> [DOCUMENT SECTION]:

-- Opening Marker --

The President of the African Development Bank Group (AfDB), Dr. Akinwumi Adesina, has reaffirmed the Bank’s commitment to championing African entrepreneurs and driving industrial innovation across the continent.
Dr. Adesina made the pledge during a visit to Saglev Electromobility Nigeria Limited, an electric vehicle (EV) assembly and distribution company in Ikorodu, Lagos. The facility, which partners with a Chinese automobile group, produces EVs from semi-knocked-down components for Nigeria and other emerging markets.
Currently capable of assembling 2,500 vehicles annually on a single shift—with plans to scale up to 10,000 units—Saglev is positioning itself as a key player in Africa’s green mobility future.
Welcoming the AfDB boss, Saglev Chairman and CEO, Dr. Sam Faleye, said the visit fulfilled a promise made at the 2024 Africa Investment Forum in Morocco.

-- Closing Marker --

> [SOURCE DATA]:
-- Opening Marker --

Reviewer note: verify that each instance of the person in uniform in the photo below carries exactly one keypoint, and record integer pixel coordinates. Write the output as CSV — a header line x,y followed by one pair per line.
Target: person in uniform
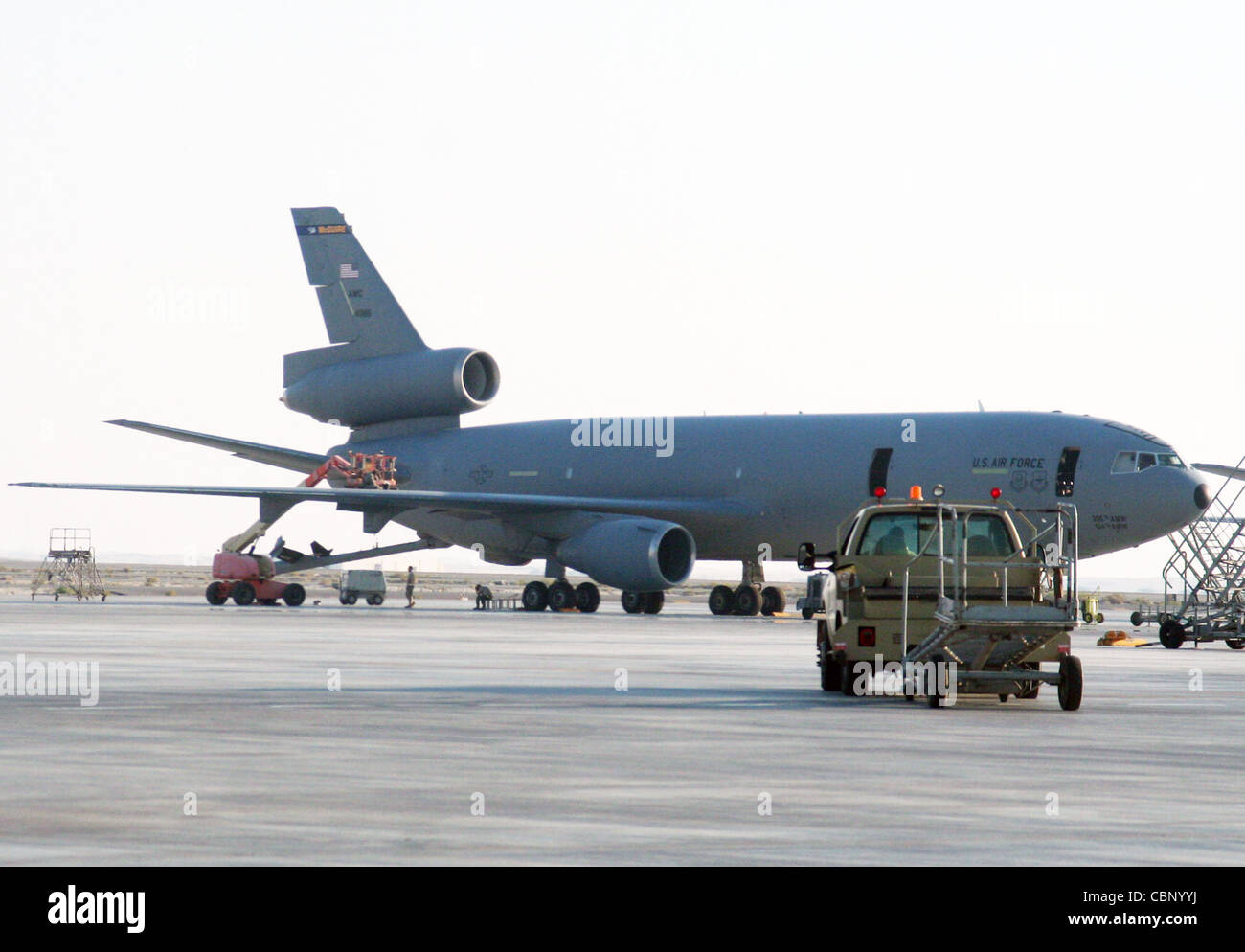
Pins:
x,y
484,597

-- Closing Marker --
-- Opening Marker --

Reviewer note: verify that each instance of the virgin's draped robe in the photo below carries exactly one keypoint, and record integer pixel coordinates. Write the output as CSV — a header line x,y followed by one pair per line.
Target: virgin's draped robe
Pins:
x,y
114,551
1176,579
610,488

-- Closing Marker --
-- Opening Marker --

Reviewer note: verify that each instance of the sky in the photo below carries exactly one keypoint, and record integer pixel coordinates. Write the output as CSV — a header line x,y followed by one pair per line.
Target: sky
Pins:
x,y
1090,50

-- Closing Marker --

> [WHAT YOU HAVE TO DO]: Continue the news article about the African Development Bank president's visit to the Saglev electric vehicle plant in Lagos, picking up right after its final sentence.

> [EXERCISE OUTPUT]:
Faleye, who spent 28 years in the United States as an Internist and Clinical Informatics expert, shared his motivation for returning to Nigeria:
“If I did this project anywhere else in the world, it would not satisfy me as much as this satisfies me.”
Addressing challenges
During a tour of the plant, discussions touched on fiscal policy, logistics bottlenecks, financing hurdles, and the limited local production of critical automotive components. Other topics included battery technology, charging infrastructure, and the importance of capacity building.
Dr. Adesina stressed that affordable power was essential to making EV production competitive in Africa:
“Electric vehicles run on electricity — that is why the AfDB has, in the last 10 years, connected more than 28 million people to electricity, investing heavily in energy.”
Highlighting Africa’s vast renewable energy potential—11 terawatts of solar, 350 gigawatts of hydro, 150 gigawatts of wind, and 15 gigawatts of geothermal—he said EV production aligned perfectly with the continent’s green energy future.
Economic opportunity
Dr. Adesina noted that the global EV market, currently valued at $7 trillion, could reach $59 trillion by 2050, and urged African manufacturers to seize the opportunity.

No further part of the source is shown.